▶ [EXERCISE GOAL]: Write what comes next in the email reply about parallel aggregates for string_agg and array_agg, starting right after its last line.

▶ [TEXT TO READ]:
+++

Re: Parallel Aggregates for string_agg and array_agg

From: Pavel Stehule <pavel(dot)stehule(at)gmail(dot)com>
To: David Rowley <dgrowleyml(at)gmail(dot)com>
Cc: PostgreSQL-development <pgsql-hackers(at)postgresql(dot)org>, Tom Lane <tgl(at)sss(dot)pgh(dot)pa(dot)us>, Robert Haas <robertmhaas(at)gmail(dot)com>, Stephen Frost <sfrost(at)snowman(dot)net>, Andres Freund <andres(at)anarazel(dot)de>, Tomas Vondra <tomas(dot)vondra(at)enterprisedb(dot)com>
Subject: Re: Parallel Aggregates for string_agg and array_agg
Date: 2022-12-27 07:48:11
Message-ID: CAFj8pRD12EyhXPZGs_q3D0HfzjxvXD4i9Wo5kGCj-3z41tmp7g@mail.gmail.com
Views: Raw Message | Whole Thread | Download mbox | Resend email
Thread:
Lists: pgsql-hackers

Hi

út 27. 12. 2022 v 6:26 odesílatel David Rowley <dgrowleyml(at)gmail(dot)com>
napsal:

> On Wed, 20 Jun 2018 at 19:08, David Rowley <david(dot)rowley(at)2ndquadrant(dot)com>
> wrote:
> > I'll submit it again when there more consensus that we want this.
>
> Waking up this old thread again. If you don't have a copy, the entire
> thread is in [1].

+++

▶ [DATASET EXTRACT]:

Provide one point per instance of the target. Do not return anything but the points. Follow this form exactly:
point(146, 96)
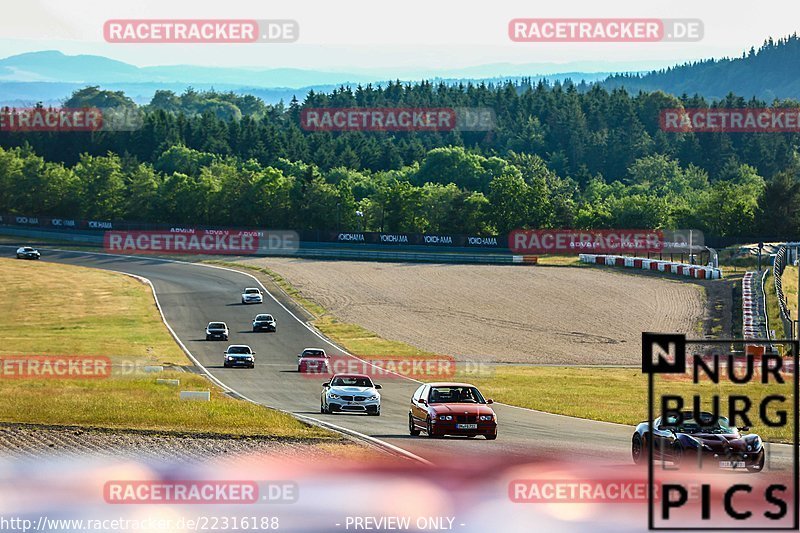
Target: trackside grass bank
point(66, 311)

+++

▶ [OUTPUT FOR THIS TASK]:
>
> The remaining item that seemed to cause this patch to be rejected was
> raised in [2]. The summary of that was that it might not be a good
> idea to allow parallel aggregation of string_agg() and array_agg() as
> there might be some people who rely on the current ordering they get
> without having an ORDER BY clause in the aggregate function call. Tom
> mentioned in [3] that users might not want to add an ORDER BY to their
> aggregate function because the performance of it is terrible. That
> was true up until 1349d2790 [4], where I changed how ORDER BY /
> DISTINCT aggregation worked to allow the planner to provide pre-sorted
> input rather than always having nodeAgg.c do the sorting. I think
> this removes quite a lot of the argument against the patch, but not
> all of it. So here goes testing the water on seeing if any opinions
> have changed over the past few years?
>
> A rebased patch is attached.
>

The technical part of this patch was discussed before, and there were no
objections against it.

I did some performance benchmarks and I agree with David. Sure - it can
change the ordering, but without the ORDER BY clause, the order depended
before too. And the performance with ORDER clause is not changed with and
without this patch.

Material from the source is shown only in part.